=== WORK INSTRUCTION ===
Pick each line containing "part" out of the records.

=== EXTRACTED ENTRIES ===
--

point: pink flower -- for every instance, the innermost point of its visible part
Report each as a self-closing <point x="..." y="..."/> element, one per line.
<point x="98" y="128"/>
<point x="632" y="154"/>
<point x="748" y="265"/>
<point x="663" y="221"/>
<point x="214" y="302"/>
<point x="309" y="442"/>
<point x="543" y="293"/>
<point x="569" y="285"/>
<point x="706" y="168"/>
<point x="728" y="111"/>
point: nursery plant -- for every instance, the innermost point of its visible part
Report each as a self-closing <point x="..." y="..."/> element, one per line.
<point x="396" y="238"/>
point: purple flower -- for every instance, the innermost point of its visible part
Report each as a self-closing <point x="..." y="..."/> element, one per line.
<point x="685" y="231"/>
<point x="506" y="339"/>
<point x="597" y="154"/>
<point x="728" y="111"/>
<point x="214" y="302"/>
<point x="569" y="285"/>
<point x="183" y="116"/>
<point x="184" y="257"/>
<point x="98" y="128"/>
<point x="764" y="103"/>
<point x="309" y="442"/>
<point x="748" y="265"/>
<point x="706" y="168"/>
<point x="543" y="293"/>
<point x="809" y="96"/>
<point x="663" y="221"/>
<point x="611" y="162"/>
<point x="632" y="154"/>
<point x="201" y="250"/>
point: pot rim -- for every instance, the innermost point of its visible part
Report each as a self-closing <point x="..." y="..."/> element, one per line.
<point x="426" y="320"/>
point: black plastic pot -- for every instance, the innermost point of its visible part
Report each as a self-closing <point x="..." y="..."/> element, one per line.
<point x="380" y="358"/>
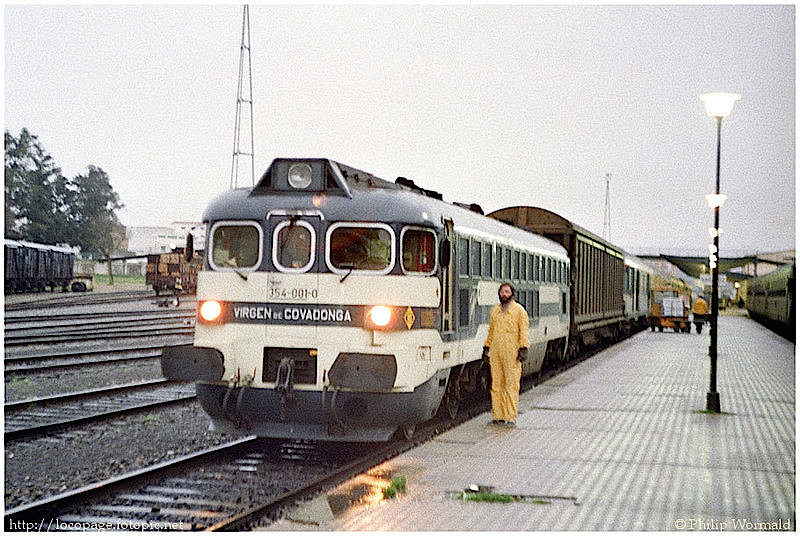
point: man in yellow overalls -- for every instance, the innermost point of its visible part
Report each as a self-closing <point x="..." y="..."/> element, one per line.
<point x="699" y="312"/>
<point x="506" y="347"/>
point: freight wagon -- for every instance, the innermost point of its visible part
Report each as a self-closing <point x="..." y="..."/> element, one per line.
<point x="173" y="272"/>
<point x="32" y="267"/>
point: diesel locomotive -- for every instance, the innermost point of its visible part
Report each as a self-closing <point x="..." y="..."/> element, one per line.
<point x="334" y="305"/>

--

=== SOLUTION TO THE EXERCISE ===
point: pink flower -- for every instance, the innermost point of its visible part
point: nursery plant -- for every instance, the innermost point of its visible part
point: purple flower -- for every instance, the innermost point of its visible part
point: pot rim -- for every instance, the innermost point of its visible part
point: black plastic pot -- for every instance, the innermost point of its visible part
point: man in yellow overalls -- for every instance, the innermost point of its visible part
point: freight wagon -- for every instance, the innermost point of its visible part
point: diesel locomotive -- for every instance, the innermost point of its visible part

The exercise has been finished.